_PROBLEM STATEMENT_: Express everything from the start of the records down to and including the line containing "[[314, 220], [275, 214]]" as a JSON list of strings, one string per line. Omit blank lines and leave out the pictures.

_EXTRACTED MATERIAL_:
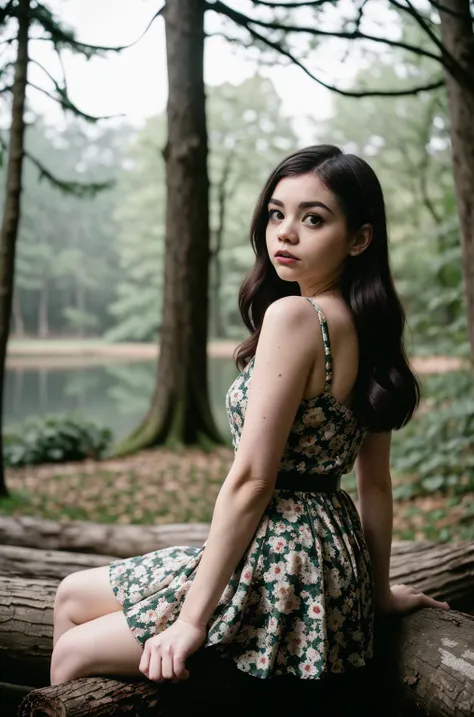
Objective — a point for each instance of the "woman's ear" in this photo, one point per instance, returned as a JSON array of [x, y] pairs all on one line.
[[361, 240]]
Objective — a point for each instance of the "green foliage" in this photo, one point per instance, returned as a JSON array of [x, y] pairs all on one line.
[[140, 216], [55, 439], [436, 450], [248, 134], [406, 140], [66, 264]]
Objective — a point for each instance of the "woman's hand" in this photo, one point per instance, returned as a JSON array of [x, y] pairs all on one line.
[[404, 598], [164, 655]]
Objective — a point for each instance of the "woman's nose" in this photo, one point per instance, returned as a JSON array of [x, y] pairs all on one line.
[[287, 233]]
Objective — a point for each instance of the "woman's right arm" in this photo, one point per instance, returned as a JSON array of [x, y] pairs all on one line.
[[374, 485]]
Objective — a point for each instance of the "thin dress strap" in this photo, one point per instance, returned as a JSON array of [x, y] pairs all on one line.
[[327, 344]]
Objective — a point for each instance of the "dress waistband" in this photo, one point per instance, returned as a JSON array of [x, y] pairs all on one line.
[[328, 483]]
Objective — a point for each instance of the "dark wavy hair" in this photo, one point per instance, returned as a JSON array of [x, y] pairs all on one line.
[[387, 392]]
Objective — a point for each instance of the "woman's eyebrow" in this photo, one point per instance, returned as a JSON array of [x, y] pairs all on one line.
[[302, 205]]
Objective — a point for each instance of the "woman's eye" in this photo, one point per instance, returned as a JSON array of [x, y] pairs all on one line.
[[314, 220], [275, 214]]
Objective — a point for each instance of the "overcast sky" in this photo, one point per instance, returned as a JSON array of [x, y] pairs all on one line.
[[134, 82]]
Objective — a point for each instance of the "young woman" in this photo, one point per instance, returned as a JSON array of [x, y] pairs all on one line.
[[290, 576]]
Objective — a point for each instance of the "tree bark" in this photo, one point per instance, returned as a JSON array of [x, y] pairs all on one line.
[[43, 306], [26, 630], [458, 38], [431, 664], [18, 315], [80, 536], [430, 654], [46, 564], [221, 188], [11, 212], [180, 412]]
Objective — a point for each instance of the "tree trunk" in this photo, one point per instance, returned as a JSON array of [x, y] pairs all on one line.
[[458, 38], [80, 297], [106, 539], [43, 306], [11, 212], [18, 315], [219, 326], [180, 412]]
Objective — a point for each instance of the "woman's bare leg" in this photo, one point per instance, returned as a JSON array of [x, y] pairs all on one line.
[[81, 597], [102, 646]]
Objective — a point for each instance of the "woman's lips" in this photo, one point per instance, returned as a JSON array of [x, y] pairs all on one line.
[[286, 259]]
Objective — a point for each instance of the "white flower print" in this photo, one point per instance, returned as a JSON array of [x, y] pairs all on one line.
[[301, 600], [316, 610], [278, 544], [335, 619], [276, 572]]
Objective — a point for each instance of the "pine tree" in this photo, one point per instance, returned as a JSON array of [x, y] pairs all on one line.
[[17, 19]]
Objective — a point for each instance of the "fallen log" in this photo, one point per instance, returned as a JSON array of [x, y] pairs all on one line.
[[444, 571], [432, 665], [431, 662], [46, 564], [123, 541], [26, 630], [105, 539]]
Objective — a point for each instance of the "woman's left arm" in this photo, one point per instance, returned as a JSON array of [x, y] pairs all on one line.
[[287, 348], [286, 351]]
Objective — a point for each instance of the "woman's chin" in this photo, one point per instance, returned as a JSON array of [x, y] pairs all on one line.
[[286, 273]]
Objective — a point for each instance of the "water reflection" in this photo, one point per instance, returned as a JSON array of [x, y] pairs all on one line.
[[114, 394]]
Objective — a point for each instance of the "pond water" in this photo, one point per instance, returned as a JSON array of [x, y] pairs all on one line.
[[112, 393]]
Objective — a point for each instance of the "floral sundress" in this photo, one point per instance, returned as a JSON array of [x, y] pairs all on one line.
[[300, 601]]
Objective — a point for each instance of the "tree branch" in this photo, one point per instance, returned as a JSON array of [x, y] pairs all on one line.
[[244, 20], [66, 104], [447, 10], [346, 93], [292, 5], [447, 59], [61, 90], [59, 36]]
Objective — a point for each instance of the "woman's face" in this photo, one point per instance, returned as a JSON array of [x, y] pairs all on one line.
[[306, 221]]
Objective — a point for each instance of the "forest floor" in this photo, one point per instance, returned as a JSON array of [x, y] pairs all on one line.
[[160, 486]]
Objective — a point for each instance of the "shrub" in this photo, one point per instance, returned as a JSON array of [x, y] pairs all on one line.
[[55, 439]]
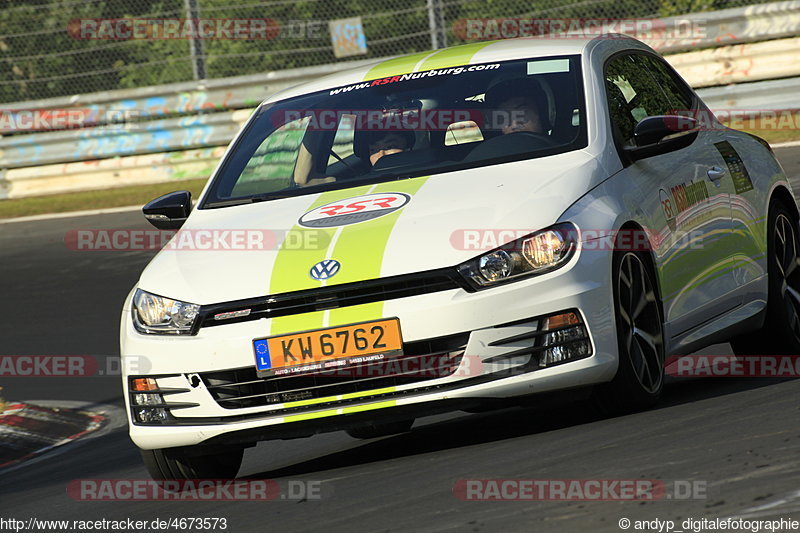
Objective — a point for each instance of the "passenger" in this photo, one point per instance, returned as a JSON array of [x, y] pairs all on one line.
[[519, 105], [387, 143]]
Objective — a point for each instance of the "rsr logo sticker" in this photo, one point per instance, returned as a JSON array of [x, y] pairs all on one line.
[[354, 210]]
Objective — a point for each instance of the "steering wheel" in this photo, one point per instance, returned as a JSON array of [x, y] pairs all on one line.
[[539, 138]]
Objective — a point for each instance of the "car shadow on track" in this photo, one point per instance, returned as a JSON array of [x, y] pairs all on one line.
[[504, 424]]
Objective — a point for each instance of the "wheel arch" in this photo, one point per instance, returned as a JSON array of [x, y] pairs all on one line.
[[782, 194], [648, 254]]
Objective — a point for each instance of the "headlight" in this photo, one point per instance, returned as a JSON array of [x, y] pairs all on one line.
[[537, 253], [161, 316]]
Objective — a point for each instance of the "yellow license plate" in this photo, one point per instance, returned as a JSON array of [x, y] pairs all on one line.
[[326, 349]]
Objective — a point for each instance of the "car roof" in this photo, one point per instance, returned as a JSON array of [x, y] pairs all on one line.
[[467, 54]]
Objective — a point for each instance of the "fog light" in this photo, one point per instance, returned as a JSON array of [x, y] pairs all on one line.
[[143, 395], [566, 339], [152, 415]]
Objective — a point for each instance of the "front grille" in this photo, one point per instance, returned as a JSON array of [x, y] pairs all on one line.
[[422, 361], [344, 295]]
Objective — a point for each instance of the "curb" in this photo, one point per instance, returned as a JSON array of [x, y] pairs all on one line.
[[29, 430]]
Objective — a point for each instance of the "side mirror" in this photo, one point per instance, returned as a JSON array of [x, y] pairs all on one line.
[[169, 211], [662, 134]]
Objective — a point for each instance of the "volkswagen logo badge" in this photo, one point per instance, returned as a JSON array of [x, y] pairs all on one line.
[[325, 269]]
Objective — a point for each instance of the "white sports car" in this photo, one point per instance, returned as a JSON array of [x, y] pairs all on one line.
[[447, 229]]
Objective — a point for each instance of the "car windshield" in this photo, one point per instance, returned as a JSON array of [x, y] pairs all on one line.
[[403, 126]]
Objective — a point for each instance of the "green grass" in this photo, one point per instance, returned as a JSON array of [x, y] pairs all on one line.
[[107, 198]]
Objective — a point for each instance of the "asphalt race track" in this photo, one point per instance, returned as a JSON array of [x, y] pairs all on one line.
[[740, 438]]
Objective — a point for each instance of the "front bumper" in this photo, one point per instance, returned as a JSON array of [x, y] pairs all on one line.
[[183, 364]]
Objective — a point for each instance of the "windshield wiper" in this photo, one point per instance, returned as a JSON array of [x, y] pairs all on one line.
[[245, 200]]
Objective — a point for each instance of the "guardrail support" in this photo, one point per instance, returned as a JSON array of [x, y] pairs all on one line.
[[195, 43]]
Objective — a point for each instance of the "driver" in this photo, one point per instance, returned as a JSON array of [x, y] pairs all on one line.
[[387, 143], [518, 105]]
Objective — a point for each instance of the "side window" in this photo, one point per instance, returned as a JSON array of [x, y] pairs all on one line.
[[667, 80], [633, 94]]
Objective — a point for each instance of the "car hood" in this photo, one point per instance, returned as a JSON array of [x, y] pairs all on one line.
[[253, 250]]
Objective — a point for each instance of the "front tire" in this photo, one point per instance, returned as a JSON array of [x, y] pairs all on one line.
[[780, 334], [176, 463], [639, 381]]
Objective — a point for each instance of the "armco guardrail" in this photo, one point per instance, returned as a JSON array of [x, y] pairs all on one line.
[[761, 22], [178, 131], [772, 95], [739, 63]]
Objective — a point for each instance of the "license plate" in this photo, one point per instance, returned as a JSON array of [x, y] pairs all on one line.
[[327, 349]]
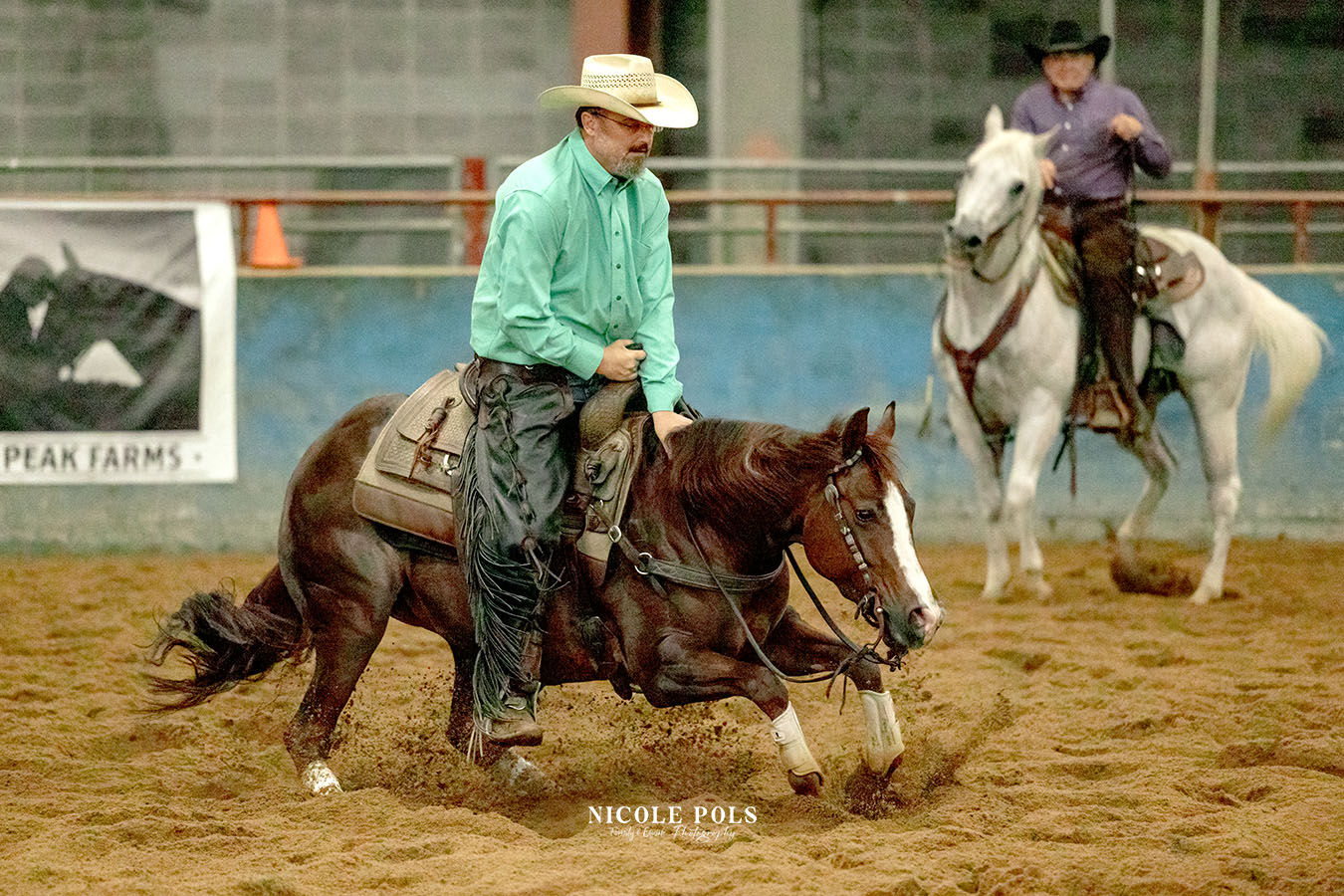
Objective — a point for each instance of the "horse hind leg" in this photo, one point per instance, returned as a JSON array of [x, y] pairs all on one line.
[[341, 650], [1036, 430], [984, 464], [515, 769], [1218, 449]]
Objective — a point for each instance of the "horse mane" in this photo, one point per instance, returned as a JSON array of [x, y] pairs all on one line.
[[736, 470]]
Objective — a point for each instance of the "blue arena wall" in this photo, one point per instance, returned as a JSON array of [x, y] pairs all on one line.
[[797, 348]]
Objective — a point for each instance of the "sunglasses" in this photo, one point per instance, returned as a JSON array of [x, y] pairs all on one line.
[[633, 126]]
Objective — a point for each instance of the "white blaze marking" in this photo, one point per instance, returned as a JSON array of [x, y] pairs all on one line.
[[905, 546]]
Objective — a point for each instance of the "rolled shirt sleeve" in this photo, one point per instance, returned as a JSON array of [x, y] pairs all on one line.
[[657, 372]]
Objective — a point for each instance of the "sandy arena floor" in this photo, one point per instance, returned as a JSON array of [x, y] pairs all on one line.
[[1091, 743]]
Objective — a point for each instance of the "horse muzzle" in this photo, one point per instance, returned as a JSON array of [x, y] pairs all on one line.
[[910, 629]]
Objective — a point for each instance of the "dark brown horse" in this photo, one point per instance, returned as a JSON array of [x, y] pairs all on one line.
[[723, 503]]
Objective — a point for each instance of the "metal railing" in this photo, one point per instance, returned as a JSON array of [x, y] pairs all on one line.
[[319, 199]]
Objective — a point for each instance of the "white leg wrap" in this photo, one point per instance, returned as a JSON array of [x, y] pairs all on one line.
[[793, 747], [882, 743], [320, 780]]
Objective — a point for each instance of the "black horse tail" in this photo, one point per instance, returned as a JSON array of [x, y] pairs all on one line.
[[225, 642]]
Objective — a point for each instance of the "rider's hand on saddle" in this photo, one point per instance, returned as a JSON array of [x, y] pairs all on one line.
[[1047, 173], [621, 360], [668, 422], [1126, 126]]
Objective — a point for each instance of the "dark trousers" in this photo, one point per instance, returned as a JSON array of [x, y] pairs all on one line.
[[521, 456], [1104, 237]]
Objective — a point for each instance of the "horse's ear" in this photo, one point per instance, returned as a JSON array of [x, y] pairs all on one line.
[[994, 122], [855, 433], [887, 425]]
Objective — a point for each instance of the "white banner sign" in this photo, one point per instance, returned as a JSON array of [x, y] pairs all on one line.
[[117, 342]]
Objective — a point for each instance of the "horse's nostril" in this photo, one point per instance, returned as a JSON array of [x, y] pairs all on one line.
[[922, 619]]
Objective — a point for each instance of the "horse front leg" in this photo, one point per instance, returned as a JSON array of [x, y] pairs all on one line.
[[691, 673], [984, 466], [1036, 429], [795, 649], [344, 639]]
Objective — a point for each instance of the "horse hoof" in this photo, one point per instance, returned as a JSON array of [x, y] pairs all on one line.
[[1203, 595], [320, 781], [863, 791], [519, 772], [1035, 581], [808, 784]]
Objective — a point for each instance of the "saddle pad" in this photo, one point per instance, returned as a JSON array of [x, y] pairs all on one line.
[[399, 503], [415, 412]]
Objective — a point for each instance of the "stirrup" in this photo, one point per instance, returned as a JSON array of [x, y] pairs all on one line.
[[1099, 407], [515, 726]]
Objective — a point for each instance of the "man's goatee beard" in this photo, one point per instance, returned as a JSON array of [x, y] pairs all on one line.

_TASK RESPONSE_:
[
  "Objective — a point for each instance of the \"woman's ear\" in this photo, one point per instance, returned as a JSON array of [x, y] pairs all on one line.",
  "[[361, 240]]",
  "Objective — a point for each instance of the \"green foliage\" in this photo, one point per instance, returned as a JSON array of [x, y] pairs all on one line.",
  "[[140, 216], [55, 439], [436, 450], [248, 134], [406, 140], [66, 264]]",
  "Objective — a point for each instance of the \"woman's hand\" in this photo, one point per instance, returned as a JSON array of [x, y] pairs all on one line.",
  "[[404, 598], [164, 655]]",
  "Objective — a point for each instance of the \"woman's nose\" in this photo, one point per instance, returned as a JSON array of [x, y] pairs all on one line.",
  "[[287, 233]]",
  "Objective — a point for each instance of the \"woman's right arm\" in this photo, one point per instance, returned as a JSON array of [x, y] pairs all on one line.",
  "[[374, 485]]",
  "Objective — a point for each instance of the \"thin dress strap\" in this photo, one point per instance, returned as a JSON array of [x, y] pairs all on one line.",
  "[[327, 344]]",
  "Objective — a point for each instance of the \"dress waistband\" in this photo, one point per instance, returned as a JSON array of [x, y] pairs all on one line.",
  "[[328, 483]]",
  "Objective — a point for each instance of the \"dark wavy hair\" in this photo, one point per instance, returned as a JSON array of [x, y] pairs all on one line.",
  "[[387, 392]]",
  "Objective — a point for each instance of the \"woman's eyebrow\" in this photo, one point per instance, returned as a JSON array of [x, y] pairs all on one line.",
  "[[302, 205]]",
  "Objective — a point for each instance of the \"woman's eye\" in this photo, one point per instance, returned as a JSON array of [x, y] pairs all on one line.",
  "[[314, 220], [275, 214]]"
]